Starting from the first line, transcribe the whole listing exactly.
┄┄┄┄┄┄
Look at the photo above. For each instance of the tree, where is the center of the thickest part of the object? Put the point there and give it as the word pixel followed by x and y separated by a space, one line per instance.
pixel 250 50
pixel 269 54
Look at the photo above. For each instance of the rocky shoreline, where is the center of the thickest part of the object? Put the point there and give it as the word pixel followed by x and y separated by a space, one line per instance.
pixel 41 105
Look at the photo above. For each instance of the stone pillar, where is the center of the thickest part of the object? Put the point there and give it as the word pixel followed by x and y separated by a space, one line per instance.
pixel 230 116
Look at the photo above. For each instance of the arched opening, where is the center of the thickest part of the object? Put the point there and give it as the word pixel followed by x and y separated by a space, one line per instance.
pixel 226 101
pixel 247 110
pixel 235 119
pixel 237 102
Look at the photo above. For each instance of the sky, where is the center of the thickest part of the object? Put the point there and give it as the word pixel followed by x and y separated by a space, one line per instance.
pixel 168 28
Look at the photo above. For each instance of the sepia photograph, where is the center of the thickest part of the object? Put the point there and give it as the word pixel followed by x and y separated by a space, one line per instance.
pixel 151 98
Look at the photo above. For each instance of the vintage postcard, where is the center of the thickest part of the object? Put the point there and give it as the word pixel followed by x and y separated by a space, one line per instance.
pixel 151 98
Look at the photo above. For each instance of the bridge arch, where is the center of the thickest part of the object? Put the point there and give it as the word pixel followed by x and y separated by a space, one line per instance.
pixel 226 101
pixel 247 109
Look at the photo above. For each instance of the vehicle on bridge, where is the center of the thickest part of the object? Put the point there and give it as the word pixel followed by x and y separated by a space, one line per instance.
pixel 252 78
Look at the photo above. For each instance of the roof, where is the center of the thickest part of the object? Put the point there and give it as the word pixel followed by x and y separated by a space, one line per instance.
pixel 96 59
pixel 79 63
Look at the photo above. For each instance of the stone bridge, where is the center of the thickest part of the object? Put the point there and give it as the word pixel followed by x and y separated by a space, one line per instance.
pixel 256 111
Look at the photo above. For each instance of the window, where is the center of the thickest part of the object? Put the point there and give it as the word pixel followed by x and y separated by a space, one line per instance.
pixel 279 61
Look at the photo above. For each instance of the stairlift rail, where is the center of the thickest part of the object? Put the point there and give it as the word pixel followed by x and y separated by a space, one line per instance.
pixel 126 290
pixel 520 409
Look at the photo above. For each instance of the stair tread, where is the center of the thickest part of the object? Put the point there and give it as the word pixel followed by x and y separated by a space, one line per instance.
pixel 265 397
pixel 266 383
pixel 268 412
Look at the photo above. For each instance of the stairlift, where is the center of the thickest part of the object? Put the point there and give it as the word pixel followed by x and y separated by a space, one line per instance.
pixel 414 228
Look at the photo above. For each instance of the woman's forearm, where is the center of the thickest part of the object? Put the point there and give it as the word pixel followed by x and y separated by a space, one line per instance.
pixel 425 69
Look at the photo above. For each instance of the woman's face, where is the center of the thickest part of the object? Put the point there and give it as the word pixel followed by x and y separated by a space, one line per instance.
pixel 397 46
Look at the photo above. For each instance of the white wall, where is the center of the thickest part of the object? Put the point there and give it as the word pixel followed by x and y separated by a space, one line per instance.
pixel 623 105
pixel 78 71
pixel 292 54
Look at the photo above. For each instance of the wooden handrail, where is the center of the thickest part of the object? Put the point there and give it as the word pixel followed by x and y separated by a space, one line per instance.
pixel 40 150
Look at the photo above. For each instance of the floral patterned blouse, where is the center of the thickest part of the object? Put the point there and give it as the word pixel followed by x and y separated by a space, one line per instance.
┄┄┄┄┄┄
Task response:
Look at the photo above. For each instance of the tree, where is the center of the thickest part of the object? Put the point there and give it as the word pixel followed by x and y separated by a space, one line per instance.
pixel 250 50
pixel 269 54
Look at the photo above. For each instance of the rocky shoreline, where is the center of the thickest part of the object? Put the point there and give it as the word pixel followed by x and y separated by a space, one line per instance.
pixel 41 105
Look at the photo above. For each instance of the stone pillar, where is the center of the thickest part of the object? Put the point there and give it as the word pixel followed by x and y separated by a space, one line per instance.
pixel 230 116
Look at the photo above. For each instance of the arched opening, where is the center of the thickest part of the object? Put the point there and give it as the word pixel followed by x and y separated by a space, one line per instance.
pixel 226 101
pixel 247 110
pixel 235 119
pixel 237 102
Look at the photo above. For each instance of the sky, where is the center of the thickest part of the object? Put the point there and give it as the word pixel followed by x and y separated by a space, one line per instance.
pixel 168 28
Look at the photo above. For each instance of the sepia photograph, where is the center of the thickest part of the object? Put the point there and give it as the word pixel followed by x and y separated by a space, one line per instance.
pixel 151 98
Look at the photo above. For each instance of the vintage postcard, where is the center of the thickest part of the object? Put the point there and give it as the word pixel followed by x and y separated by a space, one line per instance.
pixel 151 98
Look at the photo above. For each instance of the bridge arch, where is the center of the thickest part of the object? Put the point there and give it as the word pixel followed by x and y separated by a space, one line per instance.
pixel 226 101
pixel 247 109
Look at the photo above. For each instance of the vehicle on bridge, where is the center of the thickest part of the object? Put the point there and give it as the word pixel followed by x and y separated by a space, one line per instance.
pixel 252 78
Look at the photo above. For each instance of the roof, where is the center of the thickest part of the object? Put the point there and give it as the word pixel followed by x and y separated by a space, one line per instance.
pixel 96 59
pixel 79 63
Look at the photo above. For each instance of the stone bridge, where is the center of the thickest part of the object? Put the point there and give it as the word pixel followed by x and y separated by a space, one line per instance.
pixel 256 111
Look at the photo above. For each instance of the window, where is the center of the thickest part of the object? Put the point there and give it as the word pixel followed by x and y separated by a space, one line per instance.
pixel 279 61
Look at the photo above. For each instance of the stairlift rail, where is the center of the thickest part of the object? Put the point there and give it as the word pixel followed by x and y separated by a space, one line per instance.
pixel 126 290
pixel 520 409
Look at the photo above. For each instance of the stair tread, where is the center of the thickest part of the object? Put the point there and give it as the word pixel followed by x and y separated by a space, one line per instance.
pixel 265 397
pixel 266 383
pixel 268 412
Look at the photo above. For each instance of the stairlift, where is the center of the thickest part of the object? Put the point there and give it as the word pixel followed by x and y separated by a space, one line per instance.
pixel 414 228
Look at the photo above. For each instance of the woman's forearm, where is the center of the thickest part of the object? Put the point there and give it as the word pixel followed by x and y separated by a space, one line per instance.
pixel 425 69
Look at the photo above. For each instance of the woman's face, where is the center of the thickest part of the object? Put the point there and give it as the word pixel followed by x and y separated by a space, one line per instance.
pixel 397 46
Look at the photo above. For each instance of the white wall, where is the center of the thickest part of the object? Put the point there and give it as the word pixel followed by x and y separated by a space, one line per instance.
pixel 623 105
pixel 78 71
pixel 292 54
Look at the photo above. For each instance of the wooden handrail, where is the center of the thickest part of the object? Put the point there and give it as the word pixel followed by x and y separated by a space, one line per instance.
pixel 40 150
Look at the photo above. For each instance of the floral patterned blouse, where is the center of the thickest part of the object? Put the point there and give it as the word pixel followed by x and y separated by a space, one line per instance.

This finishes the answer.